Text
** begin **
Education advocates are calling for urgent legislation of boarding standards amid fresh child mistreatment claims at an outback Queensland hostel.
First Nations children who boarded at the Alice River Student Hostel in Barcaldine have told the ABC they were abused and assaulted, poorly fed, left in the care of other children, and forced to work for free in the operator's tourist business.
Another guardian said her 12-year-old granddaughter was "kicked out" of the hostel and told to sleep on the side of the road.
The facility is one of 280 boarding providers around the country that receive a share of more than $170 million in federal subsidies through ABSTUDY to support Indigenous children studying away from home.
There is no mandated qualification for workers at boarding facilities and no providers are required to meet legislated minimum standards in terms of quality of care they provide children.
Boarding Training Australia chief executive Steve Florisson, a former director of Indigenous Education and Boarding Australia, said there was a lot at stake.
"You've got a lot of vulnerable young people in boarding and some of these organisations completely fly under the radar," Dr Florisson said.
"They don't seek support, they don't seek training and we just don't really know they exist."
Dr Florisson said a national boarding standard was developed in 2015 but acted as a guide and was not enforced.
He said without legislated standards providers would continue to run with little oversight.
"That standard also only has a one-line mention of First Nations students," he said.
** end **
Provided material
** begin **
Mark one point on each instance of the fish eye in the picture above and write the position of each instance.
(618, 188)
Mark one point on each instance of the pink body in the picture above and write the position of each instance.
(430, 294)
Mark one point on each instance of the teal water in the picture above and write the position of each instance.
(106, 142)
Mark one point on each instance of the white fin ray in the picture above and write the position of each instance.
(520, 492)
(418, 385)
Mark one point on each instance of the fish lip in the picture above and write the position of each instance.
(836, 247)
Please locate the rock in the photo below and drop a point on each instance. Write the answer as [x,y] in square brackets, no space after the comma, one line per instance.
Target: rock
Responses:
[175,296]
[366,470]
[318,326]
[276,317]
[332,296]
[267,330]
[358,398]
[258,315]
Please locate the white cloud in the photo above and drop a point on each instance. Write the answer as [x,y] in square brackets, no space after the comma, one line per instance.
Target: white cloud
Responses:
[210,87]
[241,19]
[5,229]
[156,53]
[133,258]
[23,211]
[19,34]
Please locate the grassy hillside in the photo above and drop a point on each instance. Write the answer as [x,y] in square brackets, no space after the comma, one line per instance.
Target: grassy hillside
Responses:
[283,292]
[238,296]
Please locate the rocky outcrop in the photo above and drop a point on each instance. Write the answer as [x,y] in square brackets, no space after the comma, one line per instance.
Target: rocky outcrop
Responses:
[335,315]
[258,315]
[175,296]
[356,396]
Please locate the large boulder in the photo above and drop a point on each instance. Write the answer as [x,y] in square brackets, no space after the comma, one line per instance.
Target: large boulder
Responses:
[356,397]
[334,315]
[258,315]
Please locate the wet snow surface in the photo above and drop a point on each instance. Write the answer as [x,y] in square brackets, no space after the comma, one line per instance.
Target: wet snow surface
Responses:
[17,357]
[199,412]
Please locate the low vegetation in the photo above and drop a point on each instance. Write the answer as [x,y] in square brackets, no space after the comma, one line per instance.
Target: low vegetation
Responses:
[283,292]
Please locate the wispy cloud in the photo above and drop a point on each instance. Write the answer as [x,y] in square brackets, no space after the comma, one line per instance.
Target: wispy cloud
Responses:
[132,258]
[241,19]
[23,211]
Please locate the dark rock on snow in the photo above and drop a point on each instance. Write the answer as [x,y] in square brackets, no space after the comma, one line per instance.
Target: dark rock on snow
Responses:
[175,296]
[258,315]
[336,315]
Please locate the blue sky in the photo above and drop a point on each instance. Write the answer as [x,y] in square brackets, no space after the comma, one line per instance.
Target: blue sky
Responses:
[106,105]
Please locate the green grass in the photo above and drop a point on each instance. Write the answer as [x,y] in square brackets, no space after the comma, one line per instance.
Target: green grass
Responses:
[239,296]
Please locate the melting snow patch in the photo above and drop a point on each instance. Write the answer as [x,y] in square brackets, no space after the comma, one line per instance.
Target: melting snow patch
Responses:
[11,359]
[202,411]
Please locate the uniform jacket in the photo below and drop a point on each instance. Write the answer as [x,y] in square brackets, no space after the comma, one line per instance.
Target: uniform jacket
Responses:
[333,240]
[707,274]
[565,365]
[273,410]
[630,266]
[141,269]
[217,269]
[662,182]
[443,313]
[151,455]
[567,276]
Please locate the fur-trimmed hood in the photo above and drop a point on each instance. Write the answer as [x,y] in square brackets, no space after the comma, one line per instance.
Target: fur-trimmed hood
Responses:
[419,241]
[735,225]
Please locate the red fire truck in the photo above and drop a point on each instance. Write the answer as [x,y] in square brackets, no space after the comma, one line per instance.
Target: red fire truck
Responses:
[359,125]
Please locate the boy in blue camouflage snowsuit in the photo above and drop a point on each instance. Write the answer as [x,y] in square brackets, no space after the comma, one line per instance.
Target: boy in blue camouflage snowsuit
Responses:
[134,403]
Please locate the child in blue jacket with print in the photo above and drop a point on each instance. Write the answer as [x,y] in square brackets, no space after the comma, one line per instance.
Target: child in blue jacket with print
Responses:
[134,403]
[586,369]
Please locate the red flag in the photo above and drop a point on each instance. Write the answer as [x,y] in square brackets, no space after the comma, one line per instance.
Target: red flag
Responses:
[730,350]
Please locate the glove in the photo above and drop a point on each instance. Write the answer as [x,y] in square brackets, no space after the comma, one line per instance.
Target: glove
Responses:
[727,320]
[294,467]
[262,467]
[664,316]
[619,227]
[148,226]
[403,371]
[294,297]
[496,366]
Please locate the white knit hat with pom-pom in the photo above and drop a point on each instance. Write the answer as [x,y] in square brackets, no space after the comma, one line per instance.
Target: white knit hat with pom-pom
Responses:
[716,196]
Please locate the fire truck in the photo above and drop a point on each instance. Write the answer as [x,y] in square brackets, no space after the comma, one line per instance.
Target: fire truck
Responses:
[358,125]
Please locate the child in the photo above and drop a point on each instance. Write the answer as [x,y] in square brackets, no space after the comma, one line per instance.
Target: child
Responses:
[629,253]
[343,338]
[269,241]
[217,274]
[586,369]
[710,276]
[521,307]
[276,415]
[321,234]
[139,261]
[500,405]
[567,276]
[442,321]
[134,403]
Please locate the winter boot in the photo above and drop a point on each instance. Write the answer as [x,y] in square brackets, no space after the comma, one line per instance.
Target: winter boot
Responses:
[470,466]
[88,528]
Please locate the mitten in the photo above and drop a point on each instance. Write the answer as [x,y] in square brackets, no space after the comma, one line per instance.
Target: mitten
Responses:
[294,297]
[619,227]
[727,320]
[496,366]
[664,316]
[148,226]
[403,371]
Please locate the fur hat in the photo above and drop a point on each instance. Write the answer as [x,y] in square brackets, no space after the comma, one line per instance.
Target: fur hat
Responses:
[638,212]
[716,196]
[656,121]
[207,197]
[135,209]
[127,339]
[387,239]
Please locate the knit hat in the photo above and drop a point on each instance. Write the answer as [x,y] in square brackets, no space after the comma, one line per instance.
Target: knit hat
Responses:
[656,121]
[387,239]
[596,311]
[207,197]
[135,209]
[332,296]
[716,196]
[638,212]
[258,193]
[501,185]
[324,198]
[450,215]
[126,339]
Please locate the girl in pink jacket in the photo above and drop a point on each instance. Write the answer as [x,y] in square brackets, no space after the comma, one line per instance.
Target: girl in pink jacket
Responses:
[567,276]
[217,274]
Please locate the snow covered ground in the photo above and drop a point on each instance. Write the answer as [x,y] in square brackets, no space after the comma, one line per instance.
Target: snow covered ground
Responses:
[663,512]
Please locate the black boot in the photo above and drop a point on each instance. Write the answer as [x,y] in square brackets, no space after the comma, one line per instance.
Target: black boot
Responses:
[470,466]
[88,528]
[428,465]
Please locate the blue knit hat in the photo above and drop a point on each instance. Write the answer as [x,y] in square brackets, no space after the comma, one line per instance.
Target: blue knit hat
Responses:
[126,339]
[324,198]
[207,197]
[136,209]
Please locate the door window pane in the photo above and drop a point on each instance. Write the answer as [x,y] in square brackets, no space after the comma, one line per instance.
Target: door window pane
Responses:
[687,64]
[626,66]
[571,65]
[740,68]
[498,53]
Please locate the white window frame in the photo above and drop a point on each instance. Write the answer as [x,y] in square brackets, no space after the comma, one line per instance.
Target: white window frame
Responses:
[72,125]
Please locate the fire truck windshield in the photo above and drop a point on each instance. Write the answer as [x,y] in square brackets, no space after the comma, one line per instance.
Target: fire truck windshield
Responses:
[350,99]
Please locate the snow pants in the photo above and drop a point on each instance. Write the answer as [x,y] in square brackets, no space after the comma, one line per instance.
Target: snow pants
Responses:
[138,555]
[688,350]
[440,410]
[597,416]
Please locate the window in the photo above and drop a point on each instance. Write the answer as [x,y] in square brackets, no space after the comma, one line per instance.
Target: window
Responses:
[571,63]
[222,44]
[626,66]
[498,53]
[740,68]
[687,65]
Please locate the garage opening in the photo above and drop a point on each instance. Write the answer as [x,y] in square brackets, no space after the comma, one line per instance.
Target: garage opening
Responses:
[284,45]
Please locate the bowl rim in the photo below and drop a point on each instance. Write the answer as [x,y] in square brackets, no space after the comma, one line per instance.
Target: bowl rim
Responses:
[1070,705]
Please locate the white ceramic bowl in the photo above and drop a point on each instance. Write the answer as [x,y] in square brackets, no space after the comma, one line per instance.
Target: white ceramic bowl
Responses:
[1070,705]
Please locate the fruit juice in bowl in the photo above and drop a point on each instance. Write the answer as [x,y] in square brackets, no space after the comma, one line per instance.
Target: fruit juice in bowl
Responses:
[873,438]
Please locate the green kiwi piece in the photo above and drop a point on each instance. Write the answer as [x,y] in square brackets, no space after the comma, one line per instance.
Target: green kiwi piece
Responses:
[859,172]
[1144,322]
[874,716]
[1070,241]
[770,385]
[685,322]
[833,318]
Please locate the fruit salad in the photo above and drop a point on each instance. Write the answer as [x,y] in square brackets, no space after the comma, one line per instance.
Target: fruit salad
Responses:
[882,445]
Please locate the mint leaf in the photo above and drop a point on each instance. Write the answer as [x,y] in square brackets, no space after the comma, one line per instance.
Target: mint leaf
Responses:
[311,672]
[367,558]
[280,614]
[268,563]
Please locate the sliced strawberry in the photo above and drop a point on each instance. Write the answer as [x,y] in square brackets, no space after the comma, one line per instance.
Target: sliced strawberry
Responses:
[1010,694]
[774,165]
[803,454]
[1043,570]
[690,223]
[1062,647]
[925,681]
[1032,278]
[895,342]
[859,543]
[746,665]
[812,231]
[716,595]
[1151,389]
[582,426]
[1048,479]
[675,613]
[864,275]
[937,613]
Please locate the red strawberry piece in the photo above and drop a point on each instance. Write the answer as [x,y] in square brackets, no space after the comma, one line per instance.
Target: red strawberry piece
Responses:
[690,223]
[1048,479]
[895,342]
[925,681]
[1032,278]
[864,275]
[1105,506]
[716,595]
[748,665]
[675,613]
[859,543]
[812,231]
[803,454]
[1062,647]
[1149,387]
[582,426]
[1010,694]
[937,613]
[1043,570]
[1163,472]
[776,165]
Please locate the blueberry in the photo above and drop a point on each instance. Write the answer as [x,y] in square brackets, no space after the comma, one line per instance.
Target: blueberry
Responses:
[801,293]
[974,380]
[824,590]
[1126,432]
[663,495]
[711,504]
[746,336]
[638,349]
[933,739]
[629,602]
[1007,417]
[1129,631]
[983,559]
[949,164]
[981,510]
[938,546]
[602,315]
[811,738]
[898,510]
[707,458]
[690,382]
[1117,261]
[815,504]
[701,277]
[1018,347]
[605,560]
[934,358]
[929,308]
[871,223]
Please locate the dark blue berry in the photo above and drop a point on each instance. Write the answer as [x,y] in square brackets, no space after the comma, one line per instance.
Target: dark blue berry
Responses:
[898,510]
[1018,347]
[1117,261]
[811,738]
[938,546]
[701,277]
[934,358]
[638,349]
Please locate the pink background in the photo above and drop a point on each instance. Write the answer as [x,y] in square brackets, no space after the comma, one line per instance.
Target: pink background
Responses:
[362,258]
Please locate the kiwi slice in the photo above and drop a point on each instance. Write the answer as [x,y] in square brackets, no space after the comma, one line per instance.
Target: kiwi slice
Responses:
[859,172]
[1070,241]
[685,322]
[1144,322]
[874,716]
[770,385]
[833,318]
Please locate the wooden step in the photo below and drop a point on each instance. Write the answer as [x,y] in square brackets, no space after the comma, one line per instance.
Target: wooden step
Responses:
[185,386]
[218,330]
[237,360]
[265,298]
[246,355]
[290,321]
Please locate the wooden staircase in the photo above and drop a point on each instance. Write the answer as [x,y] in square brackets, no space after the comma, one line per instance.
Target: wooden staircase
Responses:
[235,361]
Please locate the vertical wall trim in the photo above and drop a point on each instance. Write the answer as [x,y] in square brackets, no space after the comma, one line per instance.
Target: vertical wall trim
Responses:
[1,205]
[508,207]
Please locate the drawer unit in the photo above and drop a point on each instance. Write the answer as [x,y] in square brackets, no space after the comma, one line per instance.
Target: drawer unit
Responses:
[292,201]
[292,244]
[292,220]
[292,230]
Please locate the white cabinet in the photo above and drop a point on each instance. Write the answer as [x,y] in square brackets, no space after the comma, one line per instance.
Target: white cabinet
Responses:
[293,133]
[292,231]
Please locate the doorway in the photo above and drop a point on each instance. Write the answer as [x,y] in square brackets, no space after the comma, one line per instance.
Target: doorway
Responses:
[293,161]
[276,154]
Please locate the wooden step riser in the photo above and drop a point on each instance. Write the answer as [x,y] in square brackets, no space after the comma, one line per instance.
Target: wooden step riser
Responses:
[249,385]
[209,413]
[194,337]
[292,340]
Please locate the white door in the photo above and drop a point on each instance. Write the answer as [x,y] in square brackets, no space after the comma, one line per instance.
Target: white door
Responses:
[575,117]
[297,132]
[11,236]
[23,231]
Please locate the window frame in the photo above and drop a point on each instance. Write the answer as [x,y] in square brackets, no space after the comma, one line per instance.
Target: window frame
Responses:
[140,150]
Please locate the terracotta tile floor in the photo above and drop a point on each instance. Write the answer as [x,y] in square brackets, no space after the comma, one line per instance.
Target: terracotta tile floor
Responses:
** end **
Stated goal
In the article on the Barcaldine hostel, why does Steve Florisson find the 2015 national boarding standard inadequate?

Solved problem
The standard served only as a guide and was not enforced, so without legislated standards providers would keep running with little oversight. He also notes that it mentions First Nations students in only one line.